--- Selected excerpt ---
Prompt 4: Project Language

Ask exactly one before selecting a local TTS model:

What is the primary language for instructions and AI replies in this project?

Persist the answer, then inspect known local model support:

uv run <skill>/scripts/voice.py language <code> --scope project
uv run <skill>/scripts/voice.py local-models --language <code>

This is a project/persona setting today; the skill does not dynamically switch local models per response. Modell/Sprach-Hardrules (z.B. Kokoro/PocketTTS-Sperre für DE, Voxtral als DE/NL-Empfehlung): authoritative in defaults/local-tts-models.json project_language_rules. Den Helper-Aufruf oben nutzen, dessen Output beachten, nicht parallel pflegen.

Local TTS Setup Gate

If the user chooses local_tts, branch to the platform-specific docs:

Persona-Side (Modell/Voice/emotion_map): siehe references/onboarding/05-platform-local-tts.md.
Server-Side (uv, MLX-Audio, shared manager, pre-download, fail-loud): siehe references/local-tts-onboarding.md.
Modell-Sprach-Kompatibilität + Hardrules (z.B. „Kokoro nicht für Deutsch"): authoritative in defaults/local-tts-models.json project_language_rules + models[]. Andere Docs verweisen.

Apple Silicon zuerst; auf Intel/Windows/Linux funktioniert local_tts mit beliebigem OpenAI-kompatiblem Server, aber MLX-Audio nicht versprechen. Hooks importieren nie MLX direkt; SessionStart reuse-t den shared Server oder fails loud.

Completion Gate

Voice is not considered engaged until:

Hooks are installed for the selected target.
The claude CLI is installed and authenticated because greeting and summary rewrites use claude -p --model sonnet before TTS.
Provider config resolves without validation errors.
For local_tts, voice.py server status shows a ready shared server or voice.py server ensure starts/reuses one; failures must produce an explicit user-facing diagnostic.
Active persona has a non-"User" user_name. Built-in professional / casual ship with "User" as a placeholder; the notification hook explicitly suppresses the name-prefix in that case, so onboarding is not complete until user_name has been set per references/onboarding/02-persona-naming-and-tone.md.

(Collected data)
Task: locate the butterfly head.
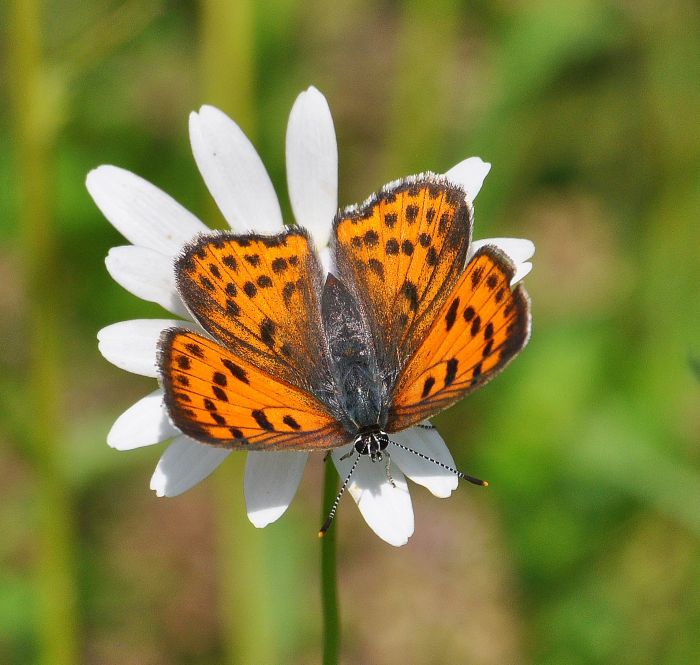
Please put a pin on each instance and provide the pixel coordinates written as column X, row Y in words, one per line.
column 372, row 444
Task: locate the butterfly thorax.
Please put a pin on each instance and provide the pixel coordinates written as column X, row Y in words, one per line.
column 372, row 444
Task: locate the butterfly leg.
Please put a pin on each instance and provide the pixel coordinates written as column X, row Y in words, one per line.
column 387, row 464
column 348, row 454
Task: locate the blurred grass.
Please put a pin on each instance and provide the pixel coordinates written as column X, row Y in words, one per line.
column 585, row 547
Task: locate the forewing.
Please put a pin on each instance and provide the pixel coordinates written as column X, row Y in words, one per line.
column 480, row 328
column 259, row 296
column 218, row 397
column 400, row 253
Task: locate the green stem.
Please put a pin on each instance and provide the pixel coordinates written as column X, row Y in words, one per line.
column 35, row 109
column 329, row 591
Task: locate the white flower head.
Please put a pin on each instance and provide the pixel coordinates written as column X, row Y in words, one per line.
column 157, row 228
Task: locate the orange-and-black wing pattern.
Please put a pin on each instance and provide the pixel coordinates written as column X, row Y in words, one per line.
column 217, row 397
column 481, row 326
column 400, row 253
column 259, row 296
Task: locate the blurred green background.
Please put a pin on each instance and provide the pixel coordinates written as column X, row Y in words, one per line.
column 584, row 550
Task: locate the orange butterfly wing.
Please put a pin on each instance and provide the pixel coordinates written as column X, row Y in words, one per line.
column 220, row 398
column 400, row 253
column 259, row 295
column 480, row 328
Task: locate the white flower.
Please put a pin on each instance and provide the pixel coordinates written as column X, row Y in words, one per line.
column 157, row 228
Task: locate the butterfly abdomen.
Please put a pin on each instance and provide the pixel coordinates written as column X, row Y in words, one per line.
column 359, row 389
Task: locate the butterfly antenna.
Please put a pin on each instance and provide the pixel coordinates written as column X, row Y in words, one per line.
column 459, row 474
column 331, row 515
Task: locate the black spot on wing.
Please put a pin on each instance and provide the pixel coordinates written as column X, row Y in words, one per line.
column 260, row 418
column 451, row 371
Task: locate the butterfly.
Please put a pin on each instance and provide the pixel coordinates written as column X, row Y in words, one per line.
column 296, row 359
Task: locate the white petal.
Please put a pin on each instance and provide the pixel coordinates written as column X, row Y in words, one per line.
column 386, row 509
column 132, row 345
column 142, row 213
column 271, row 481
column 234, row 173
column 147, row 274
column 439, row 481
column 518, row 249
column 521, row 270
column 327, row 257
column 470, row 174
column 312, row 165
column 142, row 424
column 185, row 463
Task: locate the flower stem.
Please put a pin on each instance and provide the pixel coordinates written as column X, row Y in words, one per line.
column 35, row 106
column 329, row 592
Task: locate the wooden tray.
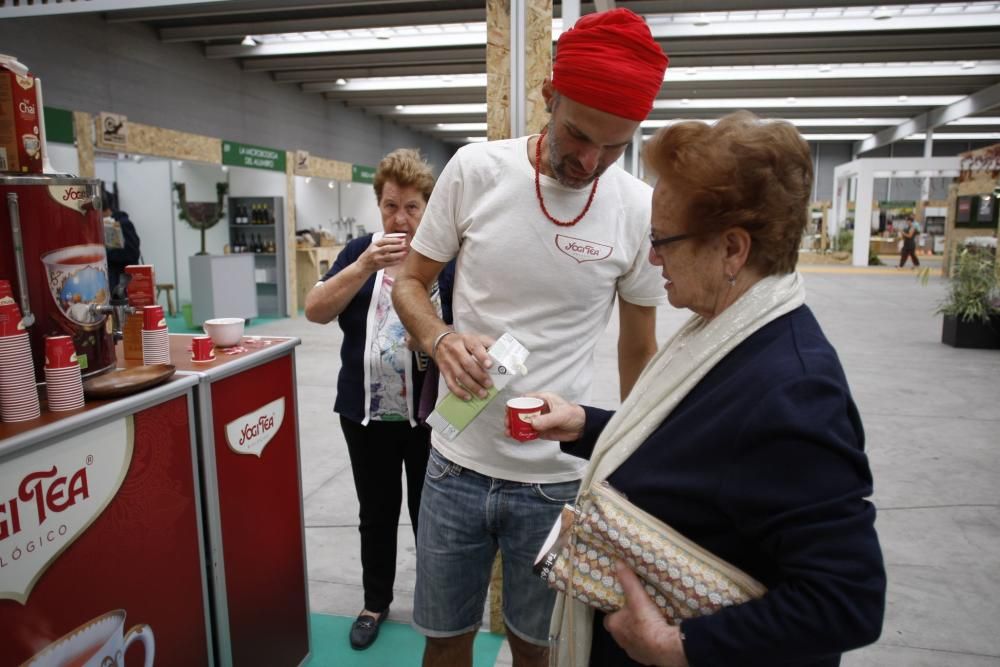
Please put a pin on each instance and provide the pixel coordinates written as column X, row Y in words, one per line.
column 125, row 381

--- Task objective ---
Extract, word for word, the stretch of the voice setup text from "uv run <skill>/scripts/voice.py language" through "nicht parallel pflegen.".

--- The completed task ---
uv run <skill>/scripts/voice.py language <code> --scope project
uv run <skill>/scripts/voice.py local-models --language <code>

This is a project/persona setting today; the skill does not dynamically switch local models per response. Modell/Sprach-Hardrules (z.B. Kokoro/PocketTTS-Sperre für DE, Voxtral als DE/NL-Empfehlung): authoritative in defaults/local-tts-models.json project_language_rules. Den Helper-Aufruf oben nutzen, dessen Output beachten, nicht parallel pflegen.